WHAT THE TASK REQUIRES: Please retype the records below exactly as they stand.

PROVIDED RECORDS: Begin

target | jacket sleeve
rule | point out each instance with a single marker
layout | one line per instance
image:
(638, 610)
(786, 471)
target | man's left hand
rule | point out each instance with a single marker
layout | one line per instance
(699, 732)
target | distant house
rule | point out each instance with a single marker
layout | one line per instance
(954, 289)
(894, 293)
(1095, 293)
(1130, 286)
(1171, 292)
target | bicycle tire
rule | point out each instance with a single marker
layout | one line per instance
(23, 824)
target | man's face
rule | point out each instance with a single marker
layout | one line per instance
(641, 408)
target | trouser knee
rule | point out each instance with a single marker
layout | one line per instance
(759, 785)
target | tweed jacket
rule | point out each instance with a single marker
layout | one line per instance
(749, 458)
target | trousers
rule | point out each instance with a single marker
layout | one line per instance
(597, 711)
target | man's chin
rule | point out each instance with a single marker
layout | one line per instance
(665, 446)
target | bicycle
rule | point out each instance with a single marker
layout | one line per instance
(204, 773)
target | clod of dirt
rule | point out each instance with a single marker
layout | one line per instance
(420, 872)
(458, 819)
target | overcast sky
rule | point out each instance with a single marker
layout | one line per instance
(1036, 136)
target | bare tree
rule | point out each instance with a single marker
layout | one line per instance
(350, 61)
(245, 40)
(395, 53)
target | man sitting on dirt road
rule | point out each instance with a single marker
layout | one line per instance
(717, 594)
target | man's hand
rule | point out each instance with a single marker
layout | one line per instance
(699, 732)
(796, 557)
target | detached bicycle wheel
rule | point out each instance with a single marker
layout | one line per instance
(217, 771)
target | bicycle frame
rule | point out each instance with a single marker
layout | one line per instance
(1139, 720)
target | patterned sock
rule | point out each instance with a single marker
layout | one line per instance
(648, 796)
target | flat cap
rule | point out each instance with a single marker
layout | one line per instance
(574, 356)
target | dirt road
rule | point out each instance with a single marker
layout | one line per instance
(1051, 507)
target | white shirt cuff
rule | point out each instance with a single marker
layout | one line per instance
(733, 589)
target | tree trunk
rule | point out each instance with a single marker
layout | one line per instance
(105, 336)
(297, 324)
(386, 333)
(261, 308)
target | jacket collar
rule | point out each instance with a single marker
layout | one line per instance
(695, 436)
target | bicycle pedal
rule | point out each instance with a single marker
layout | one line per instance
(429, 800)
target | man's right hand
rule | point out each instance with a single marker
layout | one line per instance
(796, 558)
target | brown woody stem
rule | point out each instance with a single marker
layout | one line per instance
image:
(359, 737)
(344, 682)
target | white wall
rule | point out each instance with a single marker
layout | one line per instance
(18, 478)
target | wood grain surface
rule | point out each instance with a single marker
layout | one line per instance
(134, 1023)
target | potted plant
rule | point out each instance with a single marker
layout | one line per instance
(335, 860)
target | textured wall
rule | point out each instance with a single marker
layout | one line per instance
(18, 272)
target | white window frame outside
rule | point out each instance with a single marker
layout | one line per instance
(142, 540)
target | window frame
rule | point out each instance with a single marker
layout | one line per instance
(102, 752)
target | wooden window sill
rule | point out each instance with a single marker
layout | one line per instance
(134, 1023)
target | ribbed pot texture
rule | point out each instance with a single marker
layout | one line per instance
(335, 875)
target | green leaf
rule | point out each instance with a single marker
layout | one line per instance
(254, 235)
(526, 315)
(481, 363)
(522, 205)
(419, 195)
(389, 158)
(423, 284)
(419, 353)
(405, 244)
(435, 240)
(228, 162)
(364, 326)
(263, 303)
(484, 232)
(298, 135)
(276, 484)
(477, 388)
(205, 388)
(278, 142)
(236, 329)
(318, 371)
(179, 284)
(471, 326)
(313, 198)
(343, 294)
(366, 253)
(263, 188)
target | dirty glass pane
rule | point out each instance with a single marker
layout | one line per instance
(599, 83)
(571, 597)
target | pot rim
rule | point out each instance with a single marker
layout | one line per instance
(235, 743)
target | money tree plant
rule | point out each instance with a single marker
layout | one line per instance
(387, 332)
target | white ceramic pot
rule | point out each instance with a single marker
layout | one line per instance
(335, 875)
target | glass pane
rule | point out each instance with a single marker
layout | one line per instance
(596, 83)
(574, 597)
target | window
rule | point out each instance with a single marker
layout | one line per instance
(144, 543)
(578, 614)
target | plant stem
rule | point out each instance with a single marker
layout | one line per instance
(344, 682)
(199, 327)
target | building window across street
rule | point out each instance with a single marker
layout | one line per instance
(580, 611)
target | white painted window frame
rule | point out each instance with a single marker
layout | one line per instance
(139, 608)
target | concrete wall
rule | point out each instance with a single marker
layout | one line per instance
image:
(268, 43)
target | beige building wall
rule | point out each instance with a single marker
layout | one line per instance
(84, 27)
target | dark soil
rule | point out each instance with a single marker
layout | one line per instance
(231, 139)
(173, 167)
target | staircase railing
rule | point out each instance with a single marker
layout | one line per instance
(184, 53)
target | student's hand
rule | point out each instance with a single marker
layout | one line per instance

PROVIDED RECORDS: End

TASK RESULT:
target | jacket sleeve
rule | point out each instance with a single marker
layout | one line per instance
image:
(638, 610)
(786, 471)
target | man's left hand
rule | point out each instance with a single marker
layout | one line per instance
(699, 732)
target | distant house
rule | point out each instance with a single marker
layout | one line per instance
(954, 289)
(894, 293)
(1095, 293)
(1130, 286)
(1171, 292)
target | bicycle tire
rule | point out each instance with a single marker
layout | one line per instance
(23, 824)
target | man's face
rule | point out each instance with a single marker
layout | one line per instance
(641, 408)
target | trouser knee
rule | point out each instance with a single marker
layout | one line per instance
(759, 785)
target | tweed jacket
rule | point out each instance with a single marker
layout | one line per instance
(749, 458)
target | trousers
rule | point out each instance with a single marker
layout | one line per instance
(597, 711)
target | man's chin
rule | point out each instance with a single marker
layout | one line per instance
(665, 446)
target | bicycle
rule | point out each instance with a single marker
layout | one line per instance
(204, 773)
target | clod of dirt
rule | point out each instance with a single marker
layout | one line per instance
(420, 872)
(458, 819)
target | overcast sky
rule | point out each instance with a single marker
layout | one line per instance
(1036, 136)
target | bare tree
rule | point out each instance with a single marker
layout | one line per instance
(350, 61)
(245, 40)
(395, 53)
target | man sitting on dirt road
rule | point out each instance with a single marker
layout | one line per instance
(717, 594)
target | man's hand
rule | point out each instance with a single marker
layout | one line per instance
(699, 732)
(796, 557)
target | detached bicycle wheel
rule | point out each instance with a single marker
layout | one line per instance
(217, 771)
target | bicycle frame
rule | point out each instance with a single marker
layout | one line per instance
(1139, 720)
target | patterned sock
rule | point out each instance with a single marker
layout | one line per instance
(648, 796)
target | flat cap
rule | point out each instance with a single marker
layout | one line per instance
(574, 356)
target | dirt road
rule | point out each instance with a single marker
layout | one line per instance
(1051, 507)
target | white shirt cuff
rule | point out each instance with a single marker
layout | one line per instance
(733, 589)
target | tree trunk
rule | point out each instance with a single marker
layout | one line per instance
(105, 336)
(297, 324)
(386, 333)
(261, 308)
target | jacket collar
rule | point out each instance with a single marker
layout | one line per instance
(695, 436)
target | bicycle pedal
rule | point out each instance with a single marker
layout | one line per instance
(429, 800)
target | man's right hand
rule | point out each instance with a single marker
layout | one line per instance
(796, 558)
target | brown woody stem
rule | point out each instance with a single marker
layout | one line per instance
image:
(359, 737)
(344, 682)
target | white wall
rule | point out each instance with a single marker
layout | one line per instance
(18, 478)
target | wood grain surface
rule | point out each instance with a single marker
layout | one line per instance
(134, 1023)
target | potted plant
rule | point out each instance with a single marker
layout | one line per instance
(335, 860)
target | textured wall
rule | point out each instance with a single marker
layout | one line per instance
(18, 272)
target | white window frame outside
rule | point out each instance with a single marker
layout | one line per instance
(142, 540)
target | window frame
rule | point out each instance with a single marker
layout | one line per instance
(102, 752)
target | wooden window sill
rule | point out each instance with a single marker
layout | one line per instance
(134, 1023)
target | ribbed pot texture
rule | point out each instance with a single marker
layout | one line per instance
(335, 875)
target | green leaf
rule | point out each instance with a single marker
layout | one line per instance
(254, 235)
(526, 315)
(481, 363)
(522, 205)
(419, 195)
(389, 158)
(423, 284)
(419, 353)
(405, 244)
(435, 240)
(228, 162)
(364, 326)
(263, 303)
(484, 232)
(298, 135)
(276, 484)
(477, 388)
(205, 388)
(278, 142)
(236, 329)
(318, 371)
(179, 284)
(471, 326)
(313, 198)
(343, 294)
(366, 253)
(263, 188)
target | dirty glass pane
rule | point out each instance with a single marker
layout | one line per instance
(599, 83)
(571, 597)
target | pot rim
rule | point out each instance with a single marker
layout | one line per instance
(235, 743)
target | money tree plant
rule | point out each instance with a single marker
layout | one line per instance
(387, 332)
target | white ceramic pot
rule | point out each instance with a single marker
layout | one line per instance
(335, 875)
target | glass pane
rule | point out each instance with a single marker
layout | one line per instance
(596, 83)
(574, 597)
target | window
rule | point out each instance with a single marker
layout | one line per instance
(144, 543)
(578, 614)
target | plant stem
rule | point out each instance with a single marker
layout | one line per instance
(344, 682)
(199, 327)
target | building window across street
rule | point out each instance with a single marker
layout | one line per instance
(580, 611)
target | white painted window frame
rule | point out each instance with a single marker
layout | one line per instance
(139, 608)
target | concrete wall
rule | point out each instance with a single marker
layout | one line per instance
image:
(268, 43)
target | beige building wall
rule | point out each instance with a single marker
layout | one line per instance
(84, 27)
target | dark soil
rule | point out each instance with a single marker
layout | one line per instance
(231, 139)
(173, 167)
target | staircase railing
rule | point out each instance with a single marker
layout | one line per instance
(184, 53)
target | student's hand
rule | point out each instance with a single marker
layout | one line per instance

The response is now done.